### EXERCISE REQUIREMENTS
Return each line of the items below that contains the string "hindi".

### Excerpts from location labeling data
____________

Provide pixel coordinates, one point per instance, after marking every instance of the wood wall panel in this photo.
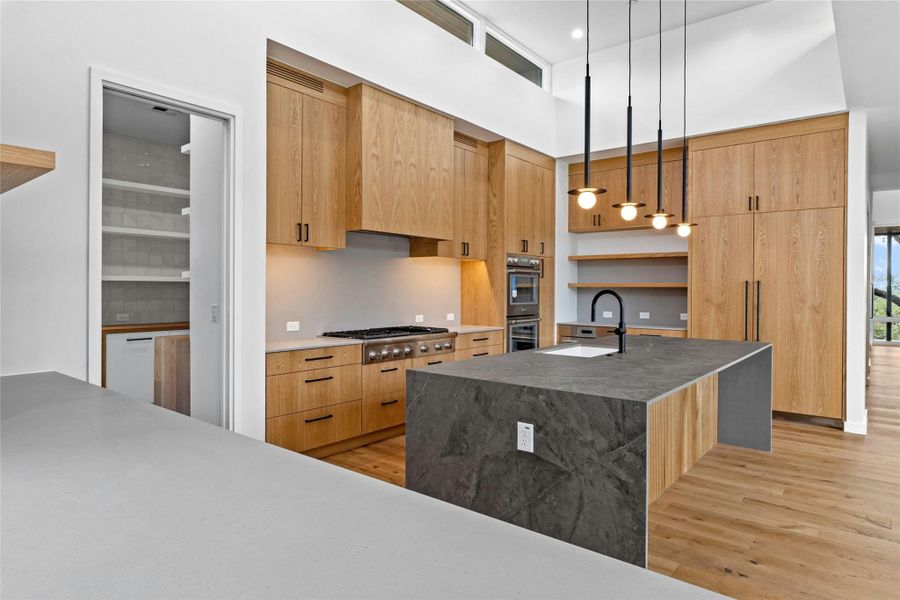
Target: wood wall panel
(681, 428)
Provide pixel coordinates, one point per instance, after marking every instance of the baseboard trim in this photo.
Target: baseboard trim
(858, 427)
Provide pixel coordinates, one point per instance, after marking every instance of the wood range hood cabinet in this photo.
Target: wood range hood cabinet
(399, 166)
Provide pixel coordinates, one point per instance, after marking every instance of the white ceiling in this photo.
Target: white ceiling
(131, 117)
(545, 26)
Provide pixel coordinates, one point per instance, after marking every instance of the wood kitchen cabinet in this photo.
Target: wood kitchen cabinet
(306, 180)
(470, 206)
(399, 166)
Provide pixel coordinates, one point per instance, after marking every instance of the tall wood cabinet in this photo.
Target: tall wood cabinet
(767, 257)
(305, 147)
(399, 166)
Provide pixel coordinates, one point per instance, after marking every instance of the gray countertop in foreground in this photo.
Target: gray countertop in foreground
(104, 496)
(651, 368)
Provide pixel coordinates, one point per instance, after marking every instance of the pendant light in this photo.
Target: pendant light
(659, 219)
(683, 229)
(628, 209)
(587, 195)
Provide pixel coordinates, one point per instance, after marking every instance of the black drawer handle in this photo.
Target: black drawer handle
(317, 419)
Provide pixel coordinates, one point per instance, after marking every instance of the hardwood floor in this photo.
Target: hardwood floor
(819, 517)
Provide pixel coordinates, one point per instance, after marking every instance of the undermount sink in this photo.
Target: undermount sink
(581, 351)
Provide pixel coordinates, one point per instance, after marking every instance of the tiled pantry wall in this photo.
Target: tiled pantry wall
(141, 161)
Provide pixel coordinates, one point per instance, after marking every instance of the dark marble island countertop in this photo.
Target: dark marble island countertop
(651, 368)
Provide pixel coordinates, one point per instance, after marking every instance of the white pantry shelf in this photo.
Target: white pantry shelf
(138, 232)
(145, 188)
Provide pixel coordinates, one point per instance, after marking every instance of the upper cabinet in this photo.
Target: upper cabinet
(400, 165)
(801, 166)
(611, 174)
(470, 205)
(305, 147)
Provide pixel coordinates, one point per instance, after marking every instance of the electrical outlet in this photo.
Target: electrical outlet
(525, 437)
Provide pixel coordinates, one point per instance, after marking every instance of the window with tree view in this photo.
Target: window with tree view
(886, 286)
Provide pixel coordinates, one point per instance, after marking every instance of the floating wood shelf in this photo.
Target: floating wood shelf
(632, 256)
(18, 165)
(145, 188)
(630, 284)
(154, 233)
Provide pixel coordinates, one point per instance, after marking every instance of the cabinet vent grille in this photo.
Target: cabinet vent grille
(464, 139)
(294, 76)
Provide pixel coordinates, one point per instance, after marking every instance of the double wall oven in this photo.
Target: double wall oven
(523, 302)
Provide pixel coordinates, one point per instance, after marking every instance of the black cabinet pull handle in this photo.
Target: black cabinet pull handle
(317, 419)
(758, 283)
(746, 308)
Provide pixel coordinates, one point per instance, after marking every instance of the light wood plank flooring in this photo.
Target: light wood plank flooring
(819, 517)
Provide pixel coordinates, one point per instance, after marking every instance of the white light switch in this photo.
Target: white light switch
(525, 437)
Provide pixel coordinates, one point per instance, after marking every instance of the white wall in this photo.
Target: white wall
(771, 62)
(214, 51)
(857, 273)
(886, 208)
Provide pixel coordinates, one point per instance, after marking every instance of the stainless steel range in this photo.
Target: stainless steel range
(382, 344)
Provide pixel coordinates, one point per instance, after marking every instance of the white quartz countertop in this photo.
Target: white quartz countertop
(309, 343)
(105, 496)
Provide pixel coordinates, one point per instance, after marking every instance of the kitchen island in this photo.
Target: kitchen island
(610, 433)
(105, 496)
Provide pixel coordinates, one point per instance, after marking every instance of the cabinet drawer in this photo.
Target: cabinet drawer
(313, 428)
(293, 392)
(426, 361)
(382, 411)
(470, 353)
(478, 340)
(384, 378)
(315, 358)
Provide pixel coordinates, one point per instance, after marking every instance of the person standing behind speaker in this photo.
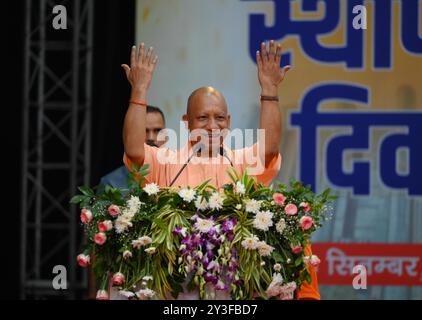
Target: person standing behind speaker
(155, 122)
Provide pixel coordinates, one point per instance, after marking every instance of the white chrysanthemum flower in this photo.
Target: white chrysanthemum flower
(252, 205)
(201, 203)
(264, 249)
(216, 201)
(187, 194)
(127, 254)
(203, 225)
(240, 188)
(151, 189)
(134, 203)
(150, 250)
(277, 279)
(126, 293)
(280, 226)
(145, 294)
(122, 223)
(250, 243)
(263, 220)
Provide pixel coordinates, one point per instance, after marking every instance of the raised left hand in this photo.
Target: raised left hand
(270, 75)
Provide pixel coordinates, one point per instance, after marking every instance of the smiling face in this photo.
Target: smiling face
(154, 123)
(207, 117)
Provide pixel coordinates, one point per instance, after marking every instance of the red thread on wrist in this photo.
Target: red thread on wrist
(144, 104)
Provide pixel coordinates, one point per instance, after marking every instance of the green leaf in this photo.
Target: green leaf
(77, 199)
(86, 191)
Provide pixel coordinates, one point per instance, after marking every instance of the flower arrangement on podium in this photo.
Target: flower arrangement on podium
(245, 237)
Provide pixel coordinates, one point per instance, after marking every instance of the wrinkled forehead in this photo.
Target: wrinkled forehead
(207, 102)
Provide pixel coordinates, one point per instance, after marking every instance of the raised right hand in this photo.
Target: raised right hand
(141, 69)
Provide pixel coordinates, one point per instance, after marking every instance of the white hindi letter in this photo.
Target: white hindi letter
(60, 281)
(359, 21)
(60, 21)
(359, 281)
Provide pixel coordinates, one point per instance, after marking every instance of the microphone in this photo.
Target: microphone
(223, 153)
(196, 148)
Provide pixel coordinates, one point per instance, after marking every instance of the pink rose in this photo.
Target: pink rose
(86, 216)
(306, 207)
(315, 261)
(296, 249)
(100, 238)
(118, 279)
(105, 225)
(113, 210)
(279, 198)
(83, 260)
(306, 222)
(102, 295)
(290, 209)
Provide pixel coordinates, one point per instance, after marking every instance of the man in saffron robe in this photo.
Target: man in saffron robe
(208, 119)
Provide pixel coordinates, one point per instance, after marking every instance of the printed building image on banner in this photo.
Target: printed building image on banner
(352, 113)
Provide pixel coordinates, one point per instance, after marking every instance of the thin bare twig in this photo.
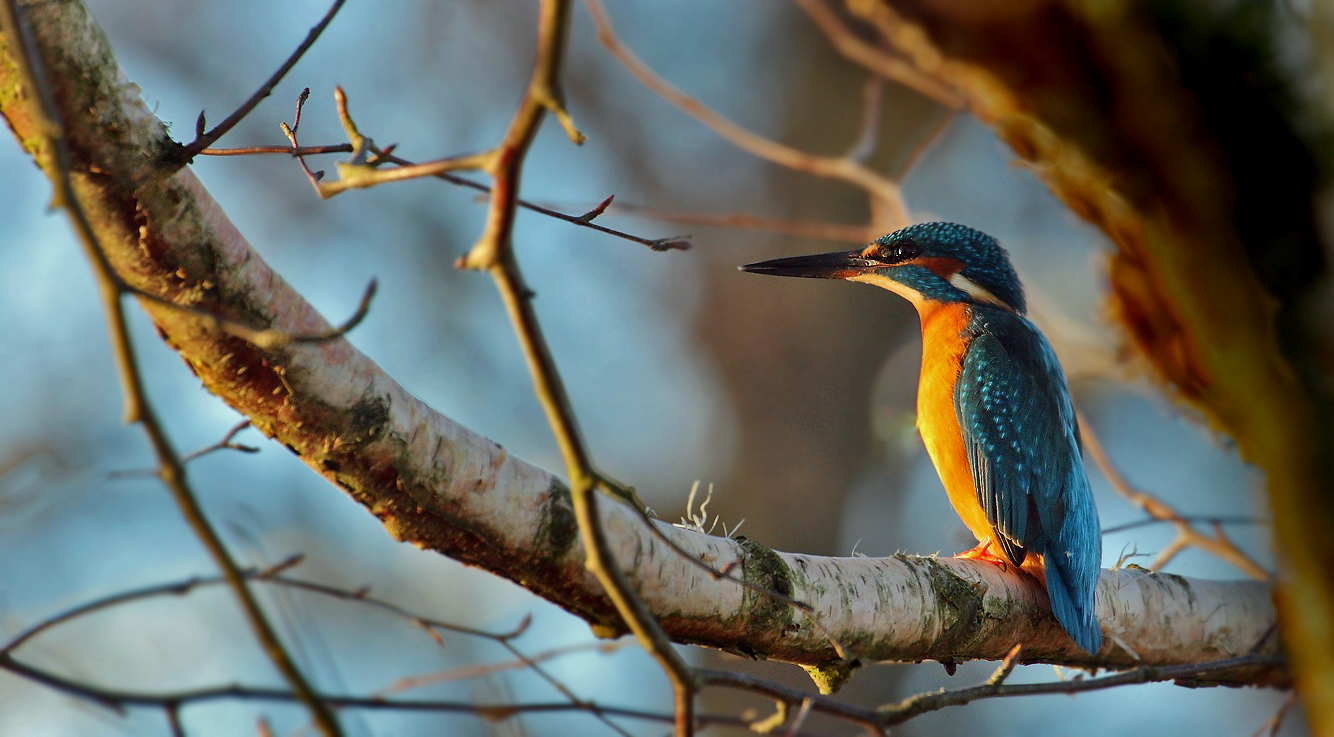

____________

### FINAL ANSWER
Provide pixel coordinates, one point per instance, after marking every instance of the white hindi letter in this photo.
Target: white hindi letter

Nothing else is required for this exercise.